_TASK OBJECTIVE_
Could you copy the records below exactly, leaving out any pictures?

*-*-*

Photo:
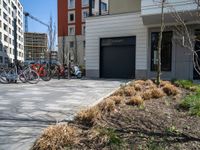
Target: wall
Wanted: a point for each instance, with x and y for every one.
(129, 24)
(80, 48)
(123, 6)
(149, 7)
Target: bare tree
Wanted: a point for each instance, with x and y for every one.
(51, 36)
(185, 33)
(162, 27)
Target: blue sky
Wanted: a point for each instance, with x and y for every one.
(41, 9)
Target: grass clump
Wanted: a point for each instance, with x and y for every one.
(108, 105)
(129, 91)
(192, 104)
(138, 87)
(135, 100)
(187, 84)
(147, 95)
(157, 93)
(117, 99)
(56, 137)
(119, 92)
(170, 89)
(89, 116)
(110, 137)
(141, 82)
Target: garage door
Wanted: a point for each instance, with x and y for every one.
(117, 57)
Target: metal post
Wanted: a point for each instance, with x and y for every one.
(90, 7)
(15, 34)
(99, 7)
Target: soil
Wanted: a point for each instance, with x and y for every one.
(159, 124)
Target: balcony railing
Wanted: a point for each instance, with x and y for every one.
(153, 7)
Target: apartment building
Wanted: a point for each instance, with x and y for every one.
(127, 45)
(35, 45)
(71, 27)
(7, 14)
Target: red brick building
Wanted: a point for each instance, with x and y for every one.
(71, 27)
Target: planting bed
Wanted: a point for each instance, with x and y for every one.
(137, 116)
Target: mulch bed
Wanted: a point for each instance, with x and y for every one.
(159, 124)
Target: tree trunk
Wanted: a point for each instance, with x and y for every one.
(160, 44)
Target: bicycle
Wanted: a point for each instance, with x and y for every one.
(28, 75)
(12, 74)
(43, 71)
(8, 75)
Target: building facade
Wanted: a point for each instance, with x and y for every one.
(35, 46)
(71, 27)
(127, 45)
(7, 14)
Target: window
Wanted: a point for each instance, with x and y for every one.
(85, 14)
(71, 17)
(93, 4)
(1, 59)
(5, 27)
(83, 29)
(71, 44)
(5, 38)
(6, 60)
(71, 4)
(166, 51)
(103, 6)
(1, 47)
(71, 30)
(5, 5)
(5, 16)
(85, 3)
(84, 44)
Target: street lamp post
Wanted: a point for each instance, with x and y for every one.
(15, 34)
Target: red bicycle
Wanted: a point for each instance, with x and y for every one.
(43, 71)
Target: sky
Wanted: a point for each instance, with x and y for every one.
(41, 9)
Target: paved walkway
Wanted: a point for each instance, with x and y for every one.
(26, 109)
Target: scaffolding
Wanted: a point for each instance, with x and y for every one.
(35, 46)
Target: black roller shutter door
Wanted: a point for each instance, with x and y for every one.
(117, 58)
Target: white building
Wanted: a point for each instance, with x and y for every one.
(7, 14)
(124, 43)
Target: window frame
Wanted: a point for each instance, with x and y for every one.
(153, 65)
(71, 6)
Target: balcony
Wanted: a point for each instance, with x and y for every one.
(151, 10)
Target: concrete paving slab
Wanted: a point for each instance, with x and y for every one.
(26, 109)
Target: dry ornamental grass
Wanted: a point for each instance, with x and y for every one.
(107, 105)
(157, 93)
(170, 89)
(117, 99)
(147, 95)
(55, 137)
(135, 100)
(129, 91)
(89, 116)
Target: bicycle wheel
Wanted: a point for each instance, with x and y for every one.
(46, 75)
(3, 78)
(22, 78)
(32, 77)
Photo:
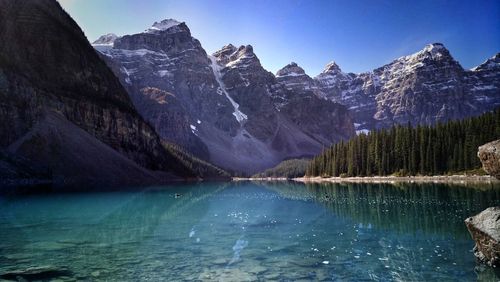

*-*-*

_EXERCISE ANSWER_
Photo:
Target: wall
Wanted: a point for each instance, with x and y for every one.
(129, 24)
(80, 48)
(123, 6)
(149, 7)
Target: bare tree
Wanted: a point for each instance, with x and y for every one.
(51, 36)
(185, 33)
(162, 27)
Target: blue sky
Wanted: a point for each instance, with x and y for every one.
(41, 9)
Target: grass clump
Wanted: a point for each instance, with x and y for every one.
(108, 105)
(129, 91)
(192, 104)
(138, 87)
(135, 100)
(187, 84)
(147, 95)
(157, 93)
(117, 99)
(56, 137)
(119, 92)
(170, 89)
(89, 116)
(110, 137)
(141, 82)
Target: garage door
Wanted: a point for each instance, with x and y for every one.
(117, 57)
Target: metal post
Wanted: a point for each instance, with x and y for every one.
(90, 7)
(15, 34)
(99, 7)
Target: soil
Wanted: a point for each instance, with x and y for every one.
(159, 124)
Target: balcony railing
Wanted: a point for each instance, with x and y for every one.
(153, 7)
Target: apartment building
Wanted: a point for each instance, with x and y for every one.
(127, 45)
(35, 45)
(71, 27)
(7, 14)
Target: red brick building
Wanted: a point for each instance, with x and y for every one.
(71, 27)
Target: planting bed
Wanted: a point for each instance, with x and y for every one.
(137, 116)
Target: mulch bed
Wanted: a point for each instance, with x and y for every one.
(159, 124)
Target: tree trunk
Wanted: a point for each instance, with x and y for every one.
(160, 44)
Target: bicycle
Wanted: a point for each instance, with x and y for every one.
(28, 75)
(12, 74)
(43, 71)
(8, 75)
Target: building facade
Wanted: a point for each instance, with x and y for every one.
(35, 46)
(71, 27)
(127, 45)
(7, 14)
Target: window
Wanted: a point for each instance, with x and y for every one.
(85, 14)
(71, 17)
(93, 4)
(1, 59)
(5, 27)
(83, 29)
(71, 44)
(5, 38)
(6, 60)
(71, 4)
(166, 51)
(103, 6)
(1, 47)
(71, 30)
(5, 5)
(5, 16)
(85, 3)
(84, 44)
Target: street lamp post
Wanted: a point for each instance, with x and y for every one.
(15, 34)
Target: red bicycle
Wanted: a point for each instance, with x and y for every one.
(43, 71)
Target: sky
Wanted: a point for each instance, with x and y for every one.
(41, 9)
Target: paved walkway
Wanted: a point for each instance, with x and y for every one.
(26, 109)
Target: scaffolding
Wanted: a point for each instance, with x and y for every one.
(35, 46)
Target: black roller shutter door
Wanted: a point for each instance, with x and y for every one.
(117, 58)
Target: white building
Wanted: a point for each instance, with x and y for every one.
(7, 14)
(124, 43)
Target: window frame
Wanted: a point for each instance, with x and y for every one.
(153, 65)
(71, 6)
Target: balcony
Wanted: a point for each instance, with x and y for every one.
(151, 10)
Target: concrete paving slab
Wanted: a point for each instance, with x and y for every one.
(26, 109)
Target: dry ornamental grass
Wanted: a point for each instance, with x and y for every one.
(107, 105)
(157, 93)
(170, 89)
(117, 99)
(147, 95)
(55, 137)
(135, 100)
(129, 91)
(89, 116)
Target: bicycle wheel
Wanted: a point for each instance, with x and y for every one.
(46, 75)
(3, 78)
(22, 78)
(32, 77)
Photo:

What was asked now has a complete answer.